* _AUFGABEN_:
1. Beantworte anhand des Interviews zur Berufswahl:
(a) In welcher Klasse kommen alle Schülerinnen und Schüler einmal in die Sprechstunde der Berufsberaterin?
(b) Wie heißt das Erkundungstool der Agentur für Arbeit, mit dem im Unterricht viel gearbeitet wird?
(c) Bis wann planen die Schüler laut der Beobachtung der Berufsberaterin oft nur?
2. Führe das Interview zur Berufswahl im Anschluss an seine letzte Frage fort.

* _TEXTAUSZUG_:
________________________
Welcher Beruf passt zu mir?

Welcher Beruf passt zu mir?

Interview mit der Berufsberaterin Carmen Albertsen

Wer den Mittleren Schulabschluss endlich in der Tasche hat, dem liegt die Welt zu Füßen. So fühlt es sich zumindest für einen kurzen Moment an – bis die Realität vor der Tür steht und unbequeme Fragen stellt: Wie soll es nach der Schule weitergehen: Ausbildung? Studium? Fach-Abi? Bundesfreiwilligendienst? Was also tun mit dem neuen Ticket in die berufliche Zukunft? Berufsberaterin Carmen Albertsen von der Agentur für Arbeit weiß, welche Wege nach der Schule zum Traumjob führen.

Frau Albertsen, wie beraten Sie die Schüler und Eltern der Ferdinand-Tönnies Schule in Ihrer Sprechstunde und im Berufsorientierungsunterricht?

In der achten Klasse kommen alle Schülerinnen und Schüler einmal in meine Sprechstunden und lernen mich kennen. In der neunten und zehnten Klasse gestalte ich zusammen mit den Lehrern immer mal wieder eine Stunde im BO-Unterricht. Zu Beginn lernen die Schüler ihre eigenen Stärken und Schwächen kennen. Dafür arbeiten wir viel mit dem Erkundungstool der Agentur für Arbeit ‚Check-U‘. Zusätzlich trainieren wir Vorstellungsgespräche, Einstellungstests und sprechen über mögliche Wege nach dem Schulabschluss. Für individuelle Gespräche lade ich die Jugendlichen in meine Sprechstunde ein.

Ich nehme auch außergewöhnliche Berufswünsche sehr ernst.

Welche Themen beschäftigen die Jugendlichen bei der Berufswahl?

Ich beobachte oft, dass die Schüler die Auseinandersetzung mit der Berufswahl gerne weit wegschieben und ‚nur‘ bis zum Schulabschluss planen. Ich versuche immer, Leichtigkeit in das Thema zu bringen. Es geht ja in erster Linie darum, sich intensiv mit der eigenen Persönlichkeit auseinanderzusetzen, um herauszufinden, was zu mir passt.

Worauf legen die Jugendlichen bei der Suche nach einer Ausbildungsstelle heutzutage besonders viel Wert?
________________________
(Polygon-Annotationen für Fotos)
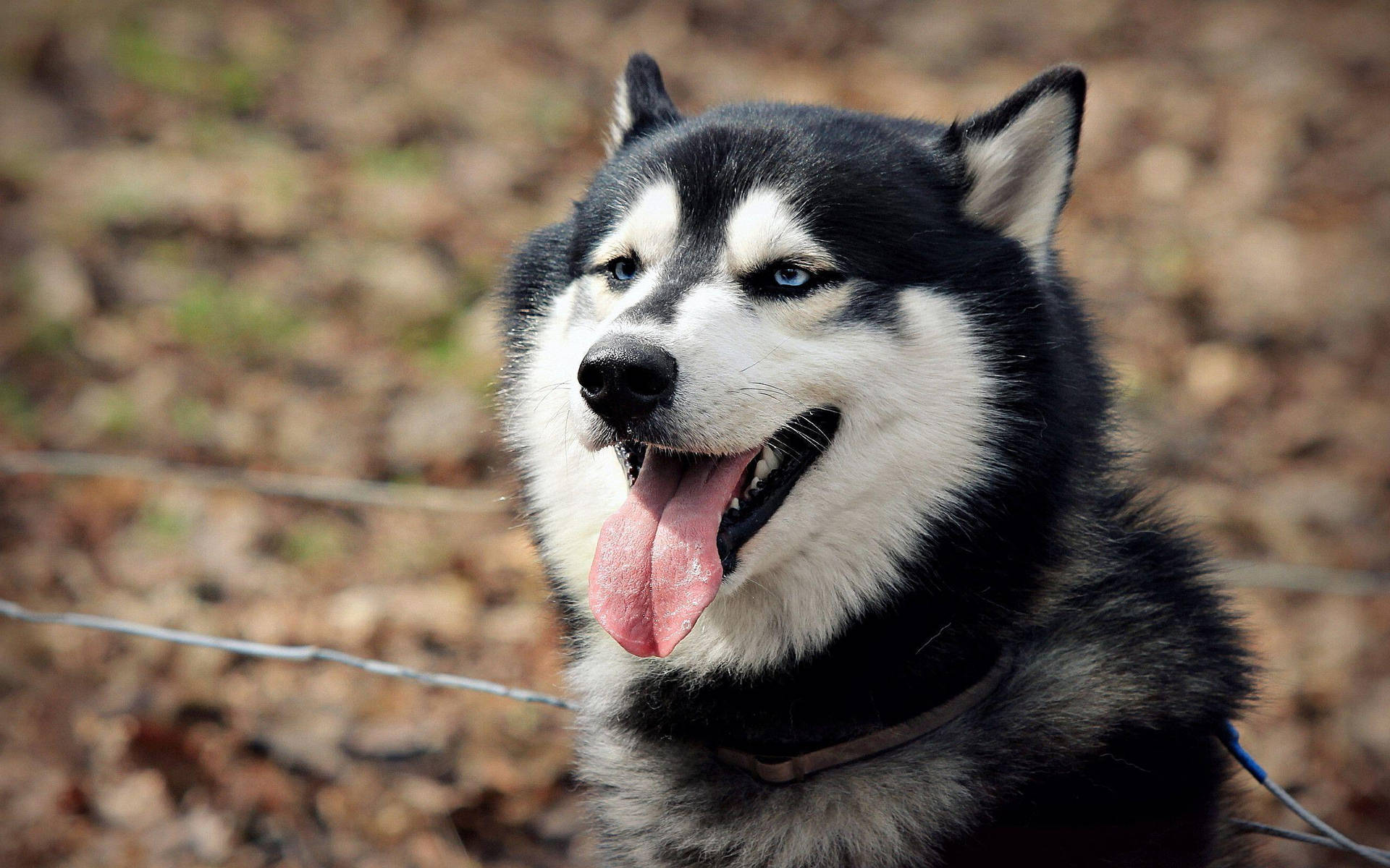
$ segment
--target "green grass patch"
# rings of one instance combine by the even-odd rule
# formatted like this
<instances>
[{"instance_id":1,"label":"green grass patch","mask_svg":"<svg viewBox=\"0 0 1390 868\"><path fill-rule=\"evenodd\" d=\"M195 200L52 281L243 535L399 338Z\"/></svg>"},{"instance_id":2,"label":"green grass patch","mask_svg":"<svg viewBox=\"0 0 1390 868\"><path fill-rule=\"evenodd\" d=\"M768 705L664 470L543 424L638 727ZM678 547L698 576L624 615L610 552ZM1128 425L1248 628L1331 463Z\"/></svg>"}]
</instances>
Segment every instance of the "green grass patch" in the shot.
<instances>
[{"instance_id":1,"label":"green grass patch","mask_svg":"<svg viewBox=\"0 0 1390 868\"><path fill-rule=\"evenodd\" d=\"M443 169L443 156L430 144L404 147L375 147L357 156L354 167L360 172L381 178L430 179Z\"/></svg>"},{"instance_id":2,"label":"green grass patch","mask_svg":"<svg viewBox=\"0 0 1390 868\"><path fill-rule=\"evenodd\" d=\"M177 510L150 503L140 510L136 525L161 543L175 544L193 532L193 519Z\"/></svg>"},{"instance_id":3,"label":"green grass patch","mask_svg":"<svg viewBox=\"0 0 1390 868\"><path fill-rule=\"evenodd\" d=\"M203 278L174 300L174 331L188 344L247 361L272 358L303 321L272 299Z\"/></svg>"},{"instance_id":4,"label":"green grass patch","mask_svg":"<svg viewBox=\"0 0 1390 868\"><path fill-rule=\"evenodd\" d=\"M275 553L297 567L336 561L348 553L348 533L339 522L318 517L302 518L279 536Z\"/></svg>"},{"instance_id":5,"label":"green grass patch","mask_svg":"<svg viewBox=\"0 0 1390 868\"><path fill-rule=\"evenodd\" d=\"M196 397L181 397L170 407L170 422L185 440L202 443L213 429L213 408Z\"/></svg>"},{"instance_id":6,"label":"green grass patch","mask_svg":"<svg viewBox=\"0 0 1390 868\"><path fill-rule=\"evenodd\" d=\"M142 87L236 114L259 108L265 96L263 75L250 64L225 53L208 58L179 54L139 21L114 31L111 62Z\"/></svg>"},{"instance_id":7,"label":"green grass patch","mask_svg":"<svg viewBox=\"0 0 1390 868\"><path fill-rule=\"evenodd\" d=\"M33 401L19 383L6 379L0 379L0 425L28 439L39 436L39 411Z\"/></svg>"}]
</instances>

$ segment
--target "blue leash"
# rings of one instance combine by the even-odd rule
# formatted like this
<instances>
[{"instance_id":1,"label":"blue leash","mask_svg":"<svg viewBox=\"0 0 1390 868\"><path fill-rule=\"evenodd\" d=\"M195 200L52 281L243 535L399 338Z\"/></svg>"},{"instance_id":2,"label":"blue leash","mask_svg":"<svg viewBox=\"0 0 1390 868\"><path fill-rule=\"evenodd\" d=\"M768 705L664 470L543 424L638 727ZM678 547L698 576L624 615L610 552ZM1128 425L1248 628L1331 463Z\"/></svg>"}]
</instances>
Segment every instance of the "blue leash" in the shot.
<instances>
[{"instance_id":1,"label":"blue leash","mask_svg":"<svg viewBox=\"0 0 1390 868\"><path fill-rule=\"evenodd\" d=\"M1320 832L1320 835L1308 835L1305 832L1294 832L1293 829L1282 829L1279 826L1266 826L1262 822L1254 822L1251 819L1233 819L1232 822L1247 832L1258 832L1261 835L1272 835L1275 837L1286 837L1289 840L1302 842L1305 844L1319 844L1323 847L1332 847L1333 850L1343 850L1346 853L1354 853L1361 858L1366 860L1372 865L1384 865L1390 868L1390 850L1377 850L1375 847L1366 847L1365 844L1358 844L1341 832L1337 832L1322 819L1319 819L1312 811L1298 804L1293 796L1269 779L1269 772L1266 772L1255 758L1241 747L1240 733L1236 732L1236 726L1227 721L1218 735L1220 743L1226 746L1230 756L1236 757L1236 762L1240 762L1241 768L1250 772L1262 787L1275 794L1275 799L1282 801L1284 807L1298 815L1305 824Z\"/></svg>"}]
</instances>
________________________
* _LÖSUNGEN_:
1.
(a) In der achten Klasse.
(b) Check-U.
(c) Bis zum Schulabschluss.

2.
Ihnen ist oft sehr wichtig, ihre Persönlichkeit im Beruf zu verwirklichen. Viele Jugendliche wünschen sich eine Arbeit, die ihre Werte widerspiegelt. Besonders das Thema Nachhaltigkeit liegt vielen sehr am Herzen. Eine ausgewogene Work-Life-Balance und flexible Arbeitszeiten sind aber auch immer wieder Thema und manchmal sogar wichtiger als die Ausbildungsvergütung.

Welche Möglichkeiten haben Schüler heute nach dem Mittleren Schulabschluss?

Nach dem Mittleren Schulabschluss gibt es im Grunde vier Möglichkeiten: an eine weiterführende Schule zu gehen, die schulische Berufsausbildung zu absolvieren, die betriebliche Ausbildung zu machen oder Überbrückungsmöglichkeiten wie etwa das Freiwillige Soziale Jahr zu nutzen. Oft ergibt sich aus diesen Möglichkeiten schnell ein Plan A, und wir besprechen, wie sie ihr Ziel erreichen können. Aber ich versuche auch immer, die Schüler zu motivieren, einen Plan B zu entwickeln.

Wie gehen Sie mit außergewöhnlichen Berufswünschen um?

Die nehme ich in der Regel sehr ernst und schaue mir zusammen mit den Jugendlichen einen möglichen Weg dorthin an. Da dieser nach der 10. Klasse oft jedoch nicht direkt zum Ziel führt, überlegen wir uns auch Umwege: Ich versuche herauszufinden, welche Möglichkeiten es für den Moment gibt, und wir erarbeiten kleine Zwischenziele, um sich dem Berufswunsch anzunähern.

Sind Eltern in der Findungsphase ihrer Sprösslinge eher hilfreich oder hinderlich?

Ich habe wirklich das Gefühl, dass die Eltern alle das Beste für ihre Kinder wollen und glaube, dass ihre Rolle in Berufsberatung oft unterschätzt wird. Ich arbeite daher sehr gerne mit den Eltern zusammen, denn keiner kennt die Kinder so gut wie sie – ihre Stärken und besonderen Fähigkeiten.

Mein Eindruck ist, dass die Arbeitgeber weiter ausbilden und die Schüler sich unbedingt bewerben sollten.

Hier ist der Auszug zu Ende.